--- START OF MATERIAL SHOWN ---

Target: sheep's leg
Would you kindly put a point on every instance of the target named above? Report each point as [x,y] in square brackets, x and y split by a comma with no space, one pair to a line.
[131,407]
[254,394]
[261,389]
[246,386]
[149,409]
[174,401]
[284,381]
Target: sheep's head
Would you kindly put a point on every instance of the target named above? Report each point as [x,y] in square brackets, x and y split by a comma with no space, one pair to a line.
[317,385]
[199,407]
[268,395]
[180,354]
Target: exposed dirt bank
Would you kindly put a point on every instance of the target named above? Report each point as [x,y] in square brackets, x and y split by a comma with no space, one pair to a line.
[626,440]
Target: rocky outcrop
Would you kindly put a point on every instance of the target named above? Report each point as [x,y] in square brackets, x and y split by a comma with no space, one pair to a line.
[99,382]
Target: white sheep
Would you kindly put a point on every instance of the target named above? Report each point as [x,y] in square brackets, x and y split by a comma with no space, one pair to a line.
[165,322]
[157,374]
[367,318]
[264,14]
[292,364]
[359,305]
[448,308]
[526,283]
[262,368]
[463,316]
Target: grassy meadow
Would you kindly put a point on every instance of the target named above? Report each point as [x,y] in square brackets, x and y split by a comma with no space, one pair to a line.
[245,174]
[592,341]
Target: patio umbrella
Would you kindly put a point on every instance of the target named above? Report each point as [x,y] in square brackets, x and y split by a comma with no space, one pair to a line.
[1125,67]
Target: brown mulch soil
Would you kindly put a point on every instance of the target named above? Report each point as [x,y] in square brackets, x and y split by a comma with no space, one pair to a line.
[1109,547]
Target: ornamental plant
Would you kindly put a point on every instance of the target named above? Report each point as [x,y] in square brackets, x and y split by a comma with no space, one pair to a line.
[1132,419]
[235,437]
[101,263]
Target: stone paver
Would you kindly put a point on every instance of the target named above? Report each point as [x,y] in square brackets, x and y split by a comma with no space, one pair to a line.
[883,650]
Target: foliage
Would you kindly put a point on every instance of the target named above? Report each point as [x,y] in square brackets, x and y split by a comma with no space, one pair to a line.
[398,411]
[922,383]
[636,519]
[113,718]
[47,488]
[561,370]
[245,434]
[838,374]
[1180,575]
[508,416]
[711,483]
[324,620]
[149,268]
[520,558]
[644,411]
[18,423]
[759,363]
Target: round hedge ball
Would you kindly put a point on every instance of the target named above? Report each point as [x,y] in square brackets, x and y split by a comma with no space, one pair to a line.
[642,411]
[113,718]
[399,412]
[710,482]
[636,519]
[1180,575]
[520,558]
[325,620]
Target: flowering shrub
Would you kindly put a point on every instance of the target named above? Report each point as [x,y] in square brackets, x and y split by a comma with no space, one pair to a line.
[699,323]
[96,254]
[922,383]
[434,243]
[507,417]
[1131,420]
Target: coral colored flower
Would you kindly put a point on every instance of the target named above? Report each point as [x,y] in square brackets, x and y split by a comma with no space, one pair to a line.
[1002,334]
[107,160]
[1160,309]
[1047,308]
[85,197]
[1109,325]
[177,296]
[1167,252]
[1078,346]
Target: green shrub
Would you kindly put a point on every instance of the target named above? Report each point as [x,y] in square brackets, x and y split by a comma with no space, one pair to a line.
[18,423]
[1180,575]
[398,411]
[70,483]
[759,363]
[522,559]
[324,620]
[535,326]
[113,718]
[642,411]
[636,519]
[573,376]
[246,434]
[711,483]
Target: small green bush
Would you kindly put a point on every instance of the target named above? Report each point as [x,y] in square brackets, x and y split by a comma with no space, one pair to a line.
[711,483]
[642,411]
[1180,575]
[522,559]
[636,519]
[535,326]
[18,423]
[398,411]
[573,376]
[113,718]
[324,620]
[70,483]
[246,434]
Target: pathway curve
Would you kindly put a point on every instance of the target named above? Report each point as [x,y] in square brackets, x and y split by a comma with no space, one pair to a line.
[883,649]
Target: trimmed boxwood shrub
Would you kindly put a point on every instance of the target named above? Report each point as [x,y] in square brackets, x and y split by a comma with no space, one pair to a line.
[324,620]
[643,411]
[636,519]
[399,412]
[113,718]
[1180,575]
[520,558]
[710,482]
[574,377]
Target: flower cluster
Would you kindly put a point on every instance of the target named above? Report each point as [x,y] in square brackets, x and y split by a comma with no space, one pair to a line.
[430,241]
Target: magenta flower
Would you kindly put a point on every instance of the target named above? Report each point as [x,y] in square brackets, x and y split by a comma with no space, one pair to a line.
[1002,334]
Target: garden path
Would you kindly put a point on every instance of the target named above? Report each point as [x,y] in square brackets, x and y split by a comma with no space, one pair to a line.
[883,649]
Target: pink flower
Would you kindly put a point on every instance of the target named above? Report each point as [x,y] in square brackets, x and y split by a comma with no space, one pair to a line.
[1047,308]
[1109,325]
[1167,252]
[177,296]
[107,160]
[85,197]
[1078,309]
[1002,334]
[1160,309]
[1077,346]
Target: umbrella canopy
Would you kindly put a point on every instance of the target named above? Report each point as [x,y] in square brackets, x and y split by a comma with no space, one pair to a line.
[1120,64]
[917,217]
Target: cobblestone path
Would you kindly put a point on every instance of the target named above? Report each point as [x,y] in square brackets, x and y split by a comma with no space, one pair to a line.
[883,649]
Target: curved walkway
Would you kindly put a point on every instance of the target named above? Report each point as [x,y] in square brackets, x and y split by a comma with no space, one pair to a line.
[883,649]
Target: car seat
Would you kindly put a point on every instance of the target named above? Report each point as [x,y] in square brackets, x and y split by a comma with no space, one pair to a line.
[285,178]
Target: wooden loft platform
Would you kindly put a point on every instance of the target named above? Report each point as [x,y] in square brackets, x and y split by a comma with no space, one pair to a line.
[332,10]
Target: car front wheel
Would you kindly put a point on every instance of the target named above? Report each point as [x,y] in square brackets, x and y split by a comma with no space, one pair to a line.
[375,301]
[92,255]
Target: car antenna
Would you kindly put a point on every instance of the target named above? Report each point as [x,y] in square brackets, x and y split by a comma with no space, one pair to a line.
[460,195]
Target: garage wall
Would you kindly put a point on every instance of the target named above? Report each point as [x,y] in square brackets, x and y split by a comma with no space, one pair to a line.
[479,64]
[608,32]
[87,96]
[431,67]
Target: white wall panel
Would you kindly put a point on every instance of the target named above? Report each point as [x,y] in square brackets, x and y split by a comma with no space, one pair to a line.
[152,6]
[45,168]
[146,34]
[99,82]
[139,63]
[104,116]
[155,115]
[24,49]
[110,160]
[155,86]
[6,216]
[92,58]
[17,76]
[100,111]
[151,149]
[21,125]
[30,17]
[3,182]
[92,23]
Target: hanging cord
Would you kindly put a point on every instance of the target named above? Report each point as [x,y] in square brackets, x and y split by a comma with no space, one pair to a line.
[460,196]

--- END OF MATERIAL SHOWN ---

* EXERCISE BRIEF *
Can you edit the listing starting at the line that has "Target: white wall panel" and running through the last line, so that "hanging cord" becomes "dangling cable" and everything else stays the same?

* SOLUTION TO THIS EXERCISE *
Target: white wall panel
Would you kindly put a point on every instance of the target named above? Report each point as [x,y] in square brackets, x and y split by a comma with no space, one pair to a line.
[152,6]
[45,168]
[146,34]
[99,82]
[139,63]
[104,116]
[155,115]
[24,49]
[110,160]
[155,86]
[6,216]
[92,58]
[17,76]
[100,111]
[151,149]
[21,125]
[30,17]
[3,182]
[92,23]
Target: dangling cable
Would you kindly put a point on every instance of the target named above? Report each point as [x,y] in square brackets, x and y split by a comma with no space, one pair to a line.
[460,196]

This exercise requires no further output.